### TASK PROMPT
Restate every line of the data word for word, except for the images.

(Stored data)
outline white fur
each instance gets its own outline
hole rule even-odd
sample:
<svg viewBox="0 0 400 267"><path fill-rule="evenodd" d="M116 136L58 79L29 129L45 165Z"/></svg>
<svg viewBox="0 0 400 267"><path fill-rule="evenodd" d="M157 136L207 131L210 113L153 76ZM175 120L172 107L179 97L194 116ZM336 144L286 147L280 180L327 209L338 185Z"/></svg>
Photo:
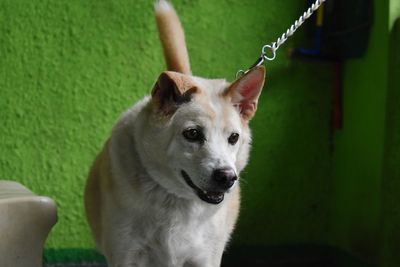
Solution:
<svg viewBox="0 0 400 267"><path fill-rule="evenodd" d="M172 11L173 7L165 0L159 0L155 3L154 9L156 13Z"/></svg>
<svg viewBox="0 0 400 267"><path fill-rule="evenodd" d="M164 73L155 89L168 87L165 79L176 79L176 87L153 91L152 98L145 97L119 119L89 174L86 213L109 267L217 267L240 197L238 181L216 191L213 172L230 168L239 175L245 167L251 141L247 123L265 70L257 67L232 85L190 76L175 11L164 0L155 8L167 62L187 75ZM169 94L179 86L182 95L198 90L190 101L165 102L171 106L164 114L158 98L172 101ZM201 129L204 142L187 140L182 133L189 128ZM239 134L236 144L228 142L232 133ZM199 191L219 192L224 200L210 204Z"/></svg>
<svg viewBox="0 0 400 267"><path fill-rule="evenodd" d="M216 100L216 92L227 86L223 80L194 81ZM199 187L206 186L205 180L217 167L228 165L241 171L247 161L249 132L243 129L233 106L227 104L214 101L217 117L213 121L202 117L200 107L193 102L178 109L167 125L154 124L149 98L122 116L109 147L119 194L104 196L106 216L102 218L104 232L99 244L109 266L219 266L236 220L229 219L230 210L225 205L231 192L221 204L205 203L185 184L179 168L184 165ZM233 111L228 121L220 117L223 107ZM179 143L185 142L182 128L193 123L209 130L209 145L204 151L192 152L191 147ZM233 130L242 135L236 147L226 141ZM239 155L241 149L245 151ZM201 164L190 158L196 153L202 157ZM135 180L140 181L141 188L134 188Z"/></svg>

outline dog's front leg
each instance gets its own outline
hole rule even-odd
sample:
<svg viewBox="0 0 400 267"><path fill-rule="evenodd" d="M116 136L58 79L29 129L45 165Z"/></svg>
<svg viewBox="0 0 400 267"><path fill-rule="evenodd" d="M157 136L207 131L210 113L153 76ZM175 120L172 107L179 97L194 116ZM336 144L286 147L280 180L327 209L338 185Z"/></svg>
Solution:
<svg viewBox="0 0 400 267"><path fill-rule="evenodd" d="M198 261L188 261L186 262L183 267L219 267L221 261L213 261L211 259L204 259Z"/></svg>
<svg viewBox="0 0 400 267"><path fill-rule="evenodd" d="M186 262L183 267L214 267L210 262L203 261L203 262L194 262L194 261L189 261ZM215 266L217 267L217 266Z"/></svg>
<svg viewBox="0 0 400 267"><path fill-rule="evenodd" d="M127 255L108 260L108 267L182 267L183 261L169 258L162 253L154 253L148 249L130 252ZM212 266L212 265L193 265L193 266Z"/></svg>
<svg viewBox="0 0 400 267"><path fill-rule="evenodd" d="M187 261L183 267L219 267L221 265L222 252L216 255L211 254L203 257L196 257Z"/></svg>
<svg viewBox="0 0 400 267"><path fill-rule="evenodd" d="M145 248L132 245L127 240L114 244L104 251L108 267L151 267L152 264Z"/></svg>
<svg viewBox="0 0 400 267"><path fill-rule="evenodd" d="M120 255L118 257L112 257L107 259L108 267L150 267L151 264L147 257L143 256L143 253L130 253L127 255Z"/></svg>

### SOLUTION FOR THIS TASK
outline white fur
each instance gets its own outline
hole rule even-odd
sample:
<svg viewBox="0 0 400 267"><path fill-rule="evenodd" d="M116 136L58 79L29 129L45 165Z"/></svg>
<svg viewBox="0 0 400 267"><path fill-rule="evenodd" d="M157 136L207 131L210 113L153 76ZM175 120L172 107L179 97L194 116ZM336 144L286 147L280 180L327 209L338 185Z"/></svg>
Photo:
Solution:
<svg viewBox="0 0 400 267"><path fill-rule="evenodd" d="M172 11L173 7L165 0L159 0L155 3L154 9L156 13Z"/></svg>
<svg viewBox="0 0 400 267"><path fill-rule="evenodd" d="M164 73L155 89L168 87L165 79L176 79L176 87L153 91L152 98L145 97L119 119L89 174L86 213L109 267L217 267L240 197L238 181L216 191L213 172L230 168L239 175L245 167L251 141L247 123L265 70L257 67L232 85L190 76L175 11L164 0L155 8L167 62L187 75ZM169 94L179 86L182 95L198 90L190 101L165 102L171 106L164 114L158 98L172 101ZM201 129L204 142L187 140L182 133L189 128ZM239 134L236 144L228 142L232 133ZM199 191L219 192L224 200L210 204Z"/></svg>
<svg viewBox="0 0 400 267"><path fill-rule="evenodd" d="M216 100L216 92L227 86L223 80L194 81ZM199 187L206 186L205 180L217 167L228 165L241 171L247 161L249 132L243 129L233 106L227 104L214 101L217 117L213 121L202 117L200 107L193 102L178 109L167 125L154 124L149 98L122 116L109 147L119 194L104 196L106 216L102 218L104 232L99 244L109 266L219 266L236 220L229 219L230 210L225 205L231 192L221 204L205 203L185 184L179 168L184 165ZM233 111L228 121L220 117L223 107ZM179 143L185 142L182 128L193 123L209 130L209 145L204 151L192 152L191 147ZM233 130L242 135L236 147L226 141ZM239 155L241 149L245 151ZM201 164L190 158L196 153L202 157ZM135 180L140 181L141 188L134 188Z"/></svg>

outline dog's front leg
each instance gets its own outline
hole rule even-odd
sample:
<svg viewBox="0 0 400 267"><path fill-rule="evenodd" d="M116 136L58 79L29 129L45 165Z"/></svg>
<svg viewBox="0 0 400 267"><path fill-rule="evenodd" d="M157 136L207 131L210 113L153 76ZM175 120L172 107L179 97L194 116ZM336 144L286 147L280 180L327 209L338 185Z"/></svg>
Solution:
<svg viewBox="0 0 400 267"><path fill-rule="evenodd" d="M198 261L188 261L186 262L183 267L219 267L221 261L213 261L211 259L204 259Z"/></svg>
<svg viewBox="0 0 400 267"><path fill-rule="evenodd" d="M186 262L183 267L214 267L210 262L203 261L203 262L194 262L194 261L189 261ZM215 266L217 267L217 266Z"/></svg>
<svg viewBox="0 0 400 267"><path fill-rule="evenodd" d="M127 255L108 260L108 267L182 267L183 261L169 258L162 253L154 253L148 249L130 252ZM212 266L212 265L193 265L193 266Z"/></svg>
<svg viewBox="0 0 400 267"><path fill-rule="evenodd" d="M187 261L183 267L219 267L221 265L222 252L216 255L211 254L203 257L196 257Z"/></svg>
<svg viewBox="0 0 400 267"><path fill-rule="evenodd" d="M145 248L132 245L127 240L114 244L104 251L108 267L151 267L152 264Z"/></svg>
<svg viewBox="0 0 400 267"><path fill-rule="evenodd" d="M120 255L118 257L112 257L107 259L108 267L150 267L151 264L147 257L143 256L143 253L130 253L127 255Z"/></svg>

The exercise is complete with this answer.